ФОРМУЛИРОВКА ЗАДАНИЯ =>
Перепишите из текста о скуке без изменений всё, что идет от слов «Но не только» и до слов «ленивой жизненной манере.» включительно.
------ ИСХОДНЫЙ ТЕКСТ ------
Репрезентативно, что американский философ Эран Дофман в своем исследовании «Foundations of the Everyday», говоря об эпохе позднего модерна, в рамках которой скука «демократизировалась», перестав быть собственностью одного только истеблишмента, указывает на произошедший в этот период раскол между повседневностью и событием: первая связана с регулярными и постоянными практиками, с неизменным социальным и городским пейзажем, короче говоря – с фундаментом быта, который потому воспринимается человеком как нечто устойчивое, что гарантированно повторится завтра и послезавтра, тогда как событие воспринимается как потенциальная микроугроза, как такой элемент, который может внести сбой в сложившийся механизм повседневности; однако отлаженность быта приедается и субъект хочет временно расшатать его при помощи легитимированных обществом практик/событий, которые, в свою очередь, быстро ассимилируются и встраиваются в тот же добротно сколоченный каркас быта. Скука в такой системе координат становится фатальной и неизбежной, будущее – предсказуемым, а интерес – еле теплящимся, с каждым днем укореняя вялое, инертное, ленивое существование [Dorfman 2014: 6–7]. Она, добавим мы, углубляется и закрепляется в современном индивиде под влиянием механизации и дигитализации действительности, формирующих саму реальность и ее переживание как нечто механизированное, алгоритмически заданное и неизбежное, а потому – скучное.
Но не только ситуация обезличенной массы XX–XXI вв. порождает скуку. Сегодня в научном дискурсе то и дело мелькает понятие «эпидемия скуки», которая трансформировала психическую конструкцию личности, что свидетельствует о вырождении нигилизма в разнообразные формы неврозов, деструктурирующие эмоциональную и даже когнитивную жизнь субъекта[2]. Потребительское мироощущение не только приводит его к пресыщению, но и нивелирует в нем переживание личностного, уникального, только ему принадлежащего начала. Эта одинаковость, сглаженность, одномерность массовой человеческой общности находит свое воплощение во всем: от унифицированных размеров одежды до форм досугового времяпрепровождения, воспитывая индивида в ленивой жизненной манере.
Предвещающее нигилизм равнодушие, бытийствующее на топкой болотистой почве скучающей лени, медленно, но верно утягивает человека на дно, где, уже достигнув точки невозврата, он оказывается перед призрачным «выбором»: безмолвно и обездвиженно встретить свой закат или в отчаянном неистовстве совершить кровавый жест, обращенный на самого себя или на уже обесцененного Другого.
------ ИСХОДНЫЕ СТРОКИ ------
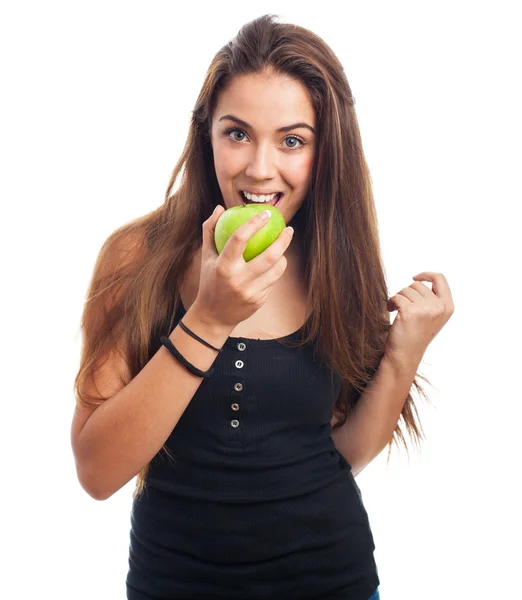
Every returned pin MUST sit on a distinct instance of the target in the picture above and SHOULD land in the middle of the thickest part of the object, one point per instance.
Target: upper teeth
(255, 198)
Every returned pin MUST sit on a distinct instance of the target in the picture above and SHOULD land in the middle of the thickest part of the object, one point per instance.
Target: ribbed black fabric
(257, 503)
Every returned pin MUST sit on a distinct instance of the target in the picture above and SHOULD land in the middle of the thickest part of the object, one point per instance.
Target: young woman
(218, 381)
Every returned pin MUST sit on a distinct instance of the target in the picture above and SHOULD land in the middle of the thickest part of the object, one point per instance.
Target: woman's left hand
(422, 314)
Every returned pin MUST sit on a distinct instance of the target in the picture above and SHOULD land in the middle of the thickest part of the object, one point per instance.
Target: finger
(422, 288)
(266, 260)
(439, 286)
(209, 246)
(236, 243)
(271, 275)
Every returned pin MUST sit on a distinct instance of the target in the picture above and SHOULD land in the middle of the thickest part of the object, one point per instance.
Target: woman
(215, 380)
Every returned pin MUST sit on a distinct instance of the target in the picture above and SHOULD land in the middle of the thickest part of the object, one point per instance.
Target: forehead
(265, 101)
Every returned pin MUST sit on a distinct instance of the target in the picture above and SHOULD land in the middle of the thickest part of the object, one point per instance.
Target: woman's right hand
(231, 289)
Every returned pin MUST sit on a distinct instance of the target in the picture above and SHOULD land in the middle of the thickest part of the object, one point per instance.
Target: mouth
(273, 202)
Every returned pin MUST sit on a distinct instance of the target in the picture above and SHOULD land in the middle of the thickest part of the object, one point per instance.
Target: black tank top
(254, 489)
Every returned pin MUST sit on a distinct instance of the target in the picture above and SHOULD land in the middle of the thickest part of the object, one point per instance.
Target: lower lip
(274, 202)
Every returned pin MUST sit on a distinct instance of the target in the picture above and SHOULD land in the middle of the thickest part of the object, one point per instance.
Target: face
(263, 141)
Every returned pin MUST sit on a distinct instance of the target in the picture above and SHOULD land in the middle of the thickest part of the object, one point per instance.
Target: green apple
(234, 217)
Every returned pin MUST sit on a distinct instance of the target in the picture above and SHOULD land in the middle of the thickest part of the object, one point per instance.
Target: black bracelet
(175, 352)
(196, 337)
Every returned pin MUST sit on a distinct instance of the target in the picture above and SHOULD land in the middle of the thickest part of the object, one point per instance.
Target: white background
(95, 105)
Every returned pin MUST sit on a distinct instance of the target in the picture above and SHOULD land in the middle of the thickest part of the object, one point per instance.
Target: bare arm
(114, 442)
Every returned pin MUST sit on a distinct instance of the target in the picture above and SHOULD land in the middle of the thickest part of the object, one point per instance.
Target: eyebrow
(281, 129)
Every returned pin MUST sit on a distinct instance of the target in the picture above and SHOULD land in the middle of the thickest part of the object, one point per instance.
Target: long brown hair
(134, 288)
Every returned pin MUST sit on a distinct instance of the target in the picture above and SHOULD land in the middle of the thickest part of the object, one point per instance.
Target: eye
(234, 130)
(294, 137)
(297, 144)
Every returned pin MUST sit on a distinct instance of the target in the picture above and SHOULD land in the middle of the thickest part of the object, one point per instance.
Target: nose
(262, 163)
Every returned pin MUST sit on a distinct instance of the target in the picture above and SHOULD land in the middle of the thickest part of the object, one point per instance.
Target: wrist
(202, 324)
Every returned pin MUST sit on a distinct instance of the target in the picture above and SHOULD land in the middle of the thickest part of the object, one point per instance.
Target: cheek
(226, 163)
(298, 170)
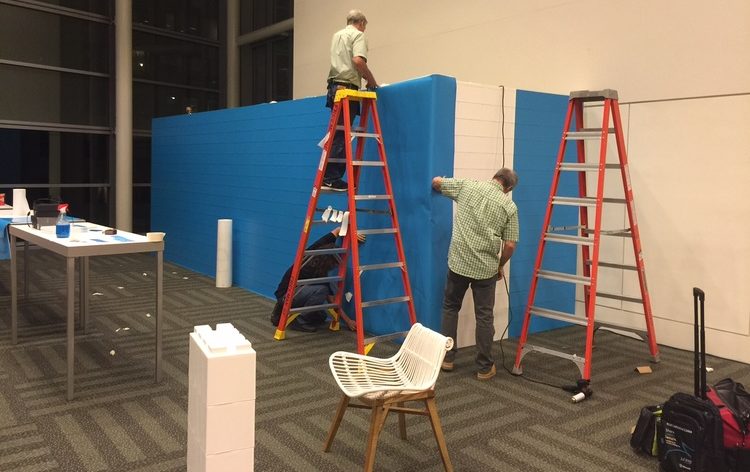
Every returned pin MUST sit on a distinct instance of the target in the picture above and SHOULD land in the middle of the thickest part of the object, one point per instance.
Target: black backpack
(691, 432)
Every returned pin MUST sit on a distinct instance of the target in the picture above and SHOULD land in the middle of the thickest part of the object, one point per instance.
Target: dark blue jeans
(483, 291)
(311, 295)
(335, 170)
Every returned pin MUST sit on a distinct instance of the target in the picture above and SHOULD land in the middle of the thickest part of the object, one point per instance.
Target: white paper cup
(155, 237)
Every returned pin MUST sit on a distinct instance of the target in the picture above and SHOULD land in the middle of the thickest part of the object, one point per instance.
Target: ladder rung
(574, 201)
(321, 222)
(619, 297)
(305, 309)
(359, 134)
(378, 231)
(612, 265)
(385, 301)
(593, 95)
(565, 238)
(368, 163)
(625, 232)
(385, 337)
(316, 252)
(372, 197)
(318, 280)
(582, 167)
(589, 133)
(562, 277)
(387, 265)
(614, 200)
(558, 315)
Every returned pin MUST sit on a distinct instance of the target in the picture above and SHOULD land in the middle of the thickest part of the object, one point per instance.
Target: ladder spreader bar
(372, 197)
(387, 265)
(612, 265)
(574, 201)
(317, 252)
(305, 309)
(385, 301)
(318, 280)
(619, 297)
(377, 231)
(563, 277)
(366, 163)
(575, 166)
(386, 337)
(564, 238)
(558, 315)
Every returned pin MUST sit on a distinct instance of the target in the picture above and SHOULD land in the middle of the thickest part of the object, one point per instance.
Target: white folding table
(87, 240)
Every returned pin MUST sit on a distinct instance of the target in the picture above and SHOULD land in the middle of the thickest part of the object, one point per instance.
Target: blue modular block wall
(539, 122)
(256, 165)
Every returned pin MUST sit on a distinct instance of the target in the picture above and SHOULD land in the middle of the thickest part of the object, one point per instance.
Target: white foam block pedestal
(221, 401)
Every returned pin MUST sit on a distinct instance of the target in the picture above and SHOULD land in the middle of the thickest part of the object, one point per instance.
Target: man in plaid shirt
(484, 237)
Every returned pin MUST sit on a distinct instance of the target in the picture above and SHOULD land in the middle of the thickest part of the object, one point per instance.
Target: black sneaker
(335, 186)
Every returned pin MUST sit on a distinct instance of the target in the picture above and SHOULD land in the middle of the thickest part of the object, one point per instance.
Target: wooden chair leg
(438, 430)
(402, 422)
(379, 413)
(343, 404)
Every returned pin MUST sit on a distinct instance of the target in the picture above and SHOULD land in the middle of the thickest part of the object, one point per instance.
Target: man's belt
(345, 84)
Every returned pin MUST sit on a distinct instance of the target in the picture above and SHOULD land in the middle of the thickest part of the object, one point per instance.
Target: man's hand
(437, 183)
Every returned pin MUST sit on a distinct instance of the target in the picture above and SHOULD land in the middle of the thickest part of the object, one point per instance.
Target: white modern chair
(384, 385)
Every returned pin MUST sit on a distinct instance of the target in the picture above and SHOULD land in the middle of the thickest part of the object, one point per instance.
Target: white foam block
(221, 377)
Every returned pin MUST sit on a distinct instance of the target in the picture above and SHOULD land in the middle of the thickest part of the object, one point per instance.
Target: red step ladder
(354, 164)
(588, 238)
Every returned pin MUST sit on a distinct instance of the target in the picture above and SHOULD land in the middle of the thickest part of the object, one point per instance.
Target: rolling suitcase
(691, 432)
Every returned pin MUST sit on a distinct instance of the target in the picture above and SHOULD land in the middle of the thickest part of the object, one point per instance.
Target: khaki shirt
(346, 44)
(485, 217)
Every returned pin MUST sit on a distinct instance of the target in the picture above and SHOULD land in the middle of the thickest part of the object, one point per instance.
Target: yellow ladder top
(354, 94)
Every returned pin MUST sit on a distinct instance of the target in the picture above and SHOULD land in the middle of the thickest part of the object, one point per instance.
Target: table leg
(84, 294)
(26, 269)
(159, 313)
(70, 279)
(13, 290)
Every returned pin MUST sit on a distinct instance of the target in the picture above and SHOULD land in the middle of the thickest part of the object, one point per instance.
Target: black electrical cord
(502, 353)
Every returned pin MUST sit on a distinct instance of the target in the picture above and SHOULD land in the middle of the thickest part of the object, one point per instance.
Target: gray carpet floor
(122, 421)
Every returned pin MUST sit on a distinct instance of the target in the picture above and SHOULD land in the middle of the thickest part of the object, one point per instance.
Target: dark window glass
(42, 157)
(101, 7)
(44, 38)
(156, 100)
(193, 17)
(53, 97)
(257, 14)
(141, 160)
(170, 60)
(266, 70)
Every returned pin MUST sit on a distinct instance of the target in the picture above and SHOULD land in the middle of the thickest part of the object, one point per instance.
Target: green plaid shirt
(485, 217)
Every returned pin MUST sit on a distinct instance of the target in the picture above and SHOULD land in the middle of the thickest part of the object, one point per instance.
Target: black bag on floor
(644, 437)
(691, 434)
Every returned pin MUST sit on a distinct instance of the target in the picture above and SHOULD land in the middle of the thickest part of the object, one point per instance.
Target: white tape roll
(224, 254)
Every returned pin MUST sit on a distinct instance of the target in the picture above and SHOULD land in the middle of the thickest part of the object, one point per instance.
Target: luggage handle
(699, 381)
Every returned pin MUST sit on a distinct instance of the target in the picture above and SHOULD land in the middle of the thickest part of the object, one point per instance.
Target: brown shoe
(487, 375)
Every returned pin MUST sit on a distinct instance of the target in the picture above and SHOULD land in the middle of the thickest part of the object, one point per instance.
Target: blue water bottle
(62, 228)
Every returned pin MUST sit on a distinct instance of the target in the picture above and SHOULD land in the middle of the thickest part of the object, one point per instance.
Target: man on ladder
(348, 67)
(485, 219)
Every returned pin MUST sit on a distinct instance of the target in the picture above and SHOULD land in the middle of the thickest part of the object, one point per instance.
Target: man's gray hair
(355, 16)
(507, 177)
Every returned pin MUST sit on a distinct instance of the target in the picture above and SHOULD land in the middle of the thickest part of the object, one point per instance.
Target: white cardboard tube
(224, 254)
(20, 204)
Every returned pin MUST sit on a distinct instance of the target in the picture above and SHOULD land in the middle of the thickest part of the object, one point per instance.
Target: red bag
(733, 403)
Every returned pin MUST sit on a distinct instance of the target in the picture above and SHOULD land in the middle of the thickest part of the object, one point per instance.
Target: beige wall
(690, 157)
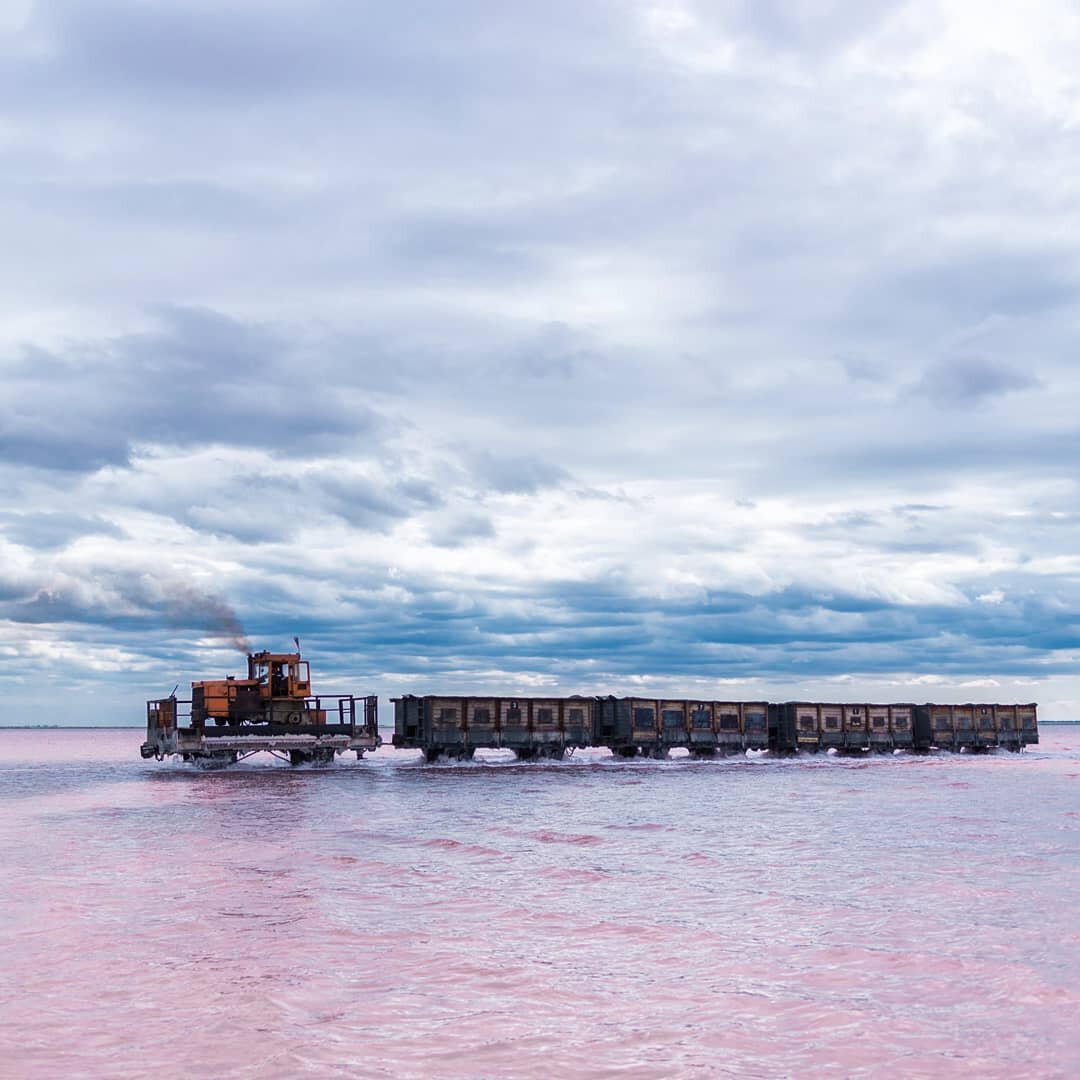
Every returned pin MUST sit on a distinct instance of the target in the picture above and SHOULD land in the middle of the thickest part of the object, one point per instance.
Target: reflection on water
------
РЕШЕНИЕ =>
Но не только ситуация обезличенной массы XX–XXI вв. порождает скуку. Сегодня в научном дискурсе то и дело мелькает понятие «эпидемия скуки», которая трансформировала психическую конструкцию личности, что свидетельствует о вырождении нигилизма в разнообразные формы неврозов, деструктурирующие эмоциональную и даже когнитивную жизнь субъекта[2]. Потребительское мироощущение не только приводит его к пресыщению, но и нивелирует в нем переживание личностного, уникального, только ему принадлежащего начала. Эта одинаковость, сглаженность, одномерность массовой человеческой общности находит свое воплощение во всем: от унифицированных размеров одежды до форм досугового времяпрепровождения, воспитывая индивида в ленивой жизненной манере.